Each line in the data holding "instance" should be listed.

### [Exercise material]
——
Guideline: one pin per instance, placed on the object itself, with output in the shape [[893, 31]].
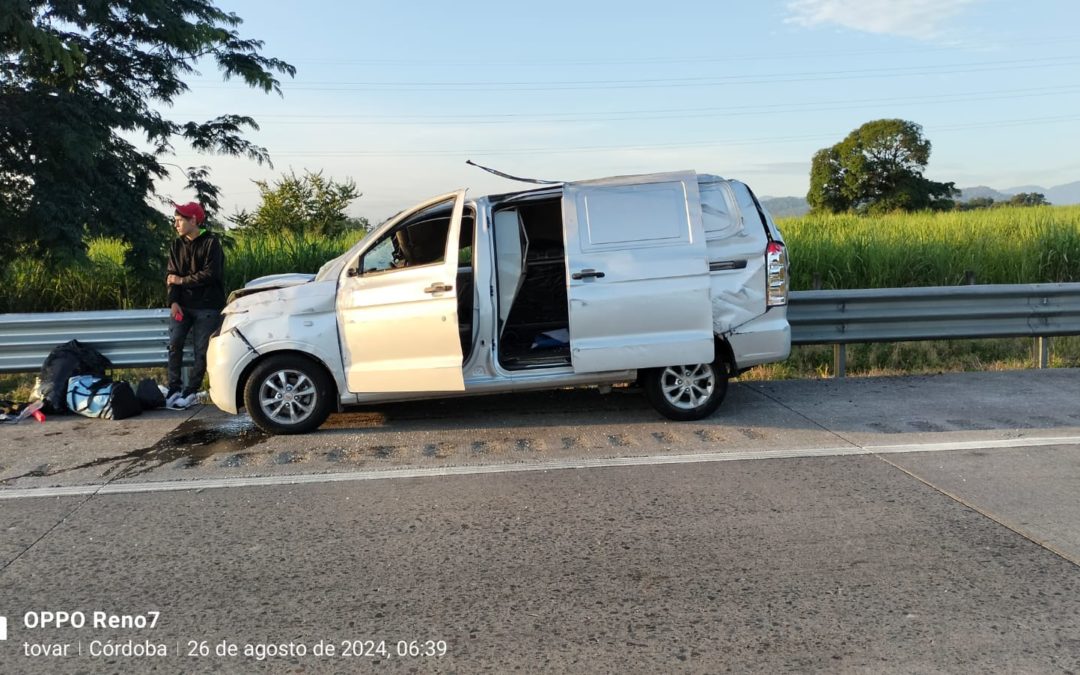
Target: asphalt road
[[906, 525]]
——
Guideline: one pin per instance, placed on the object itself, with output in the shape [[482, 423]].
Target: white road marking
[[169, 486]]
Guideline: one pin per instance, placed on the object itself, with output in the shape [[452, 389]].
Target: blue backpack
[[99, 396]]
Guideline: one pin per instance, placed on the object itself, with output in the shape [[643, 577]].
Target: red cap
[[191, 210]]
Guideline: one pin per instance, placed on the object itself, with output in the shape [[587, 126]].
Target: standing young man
——
### [Response box]
Guideline: one pin per instance, placed on the object itself, with output in the shape [[893, 31]].
Guideline: one pin per instance, placed on the object itself, with output in the shape [[482, 423]].
Guideline: one pin per instance, placed on the object itself, with output in the shape [[452, 389]].
Guideline: one pin per instance, placed on the object itself, with output in the shape [[643, 577]].
Guideline: one pin per instance, placed on the object itself, with output in the shape [[587, 126]].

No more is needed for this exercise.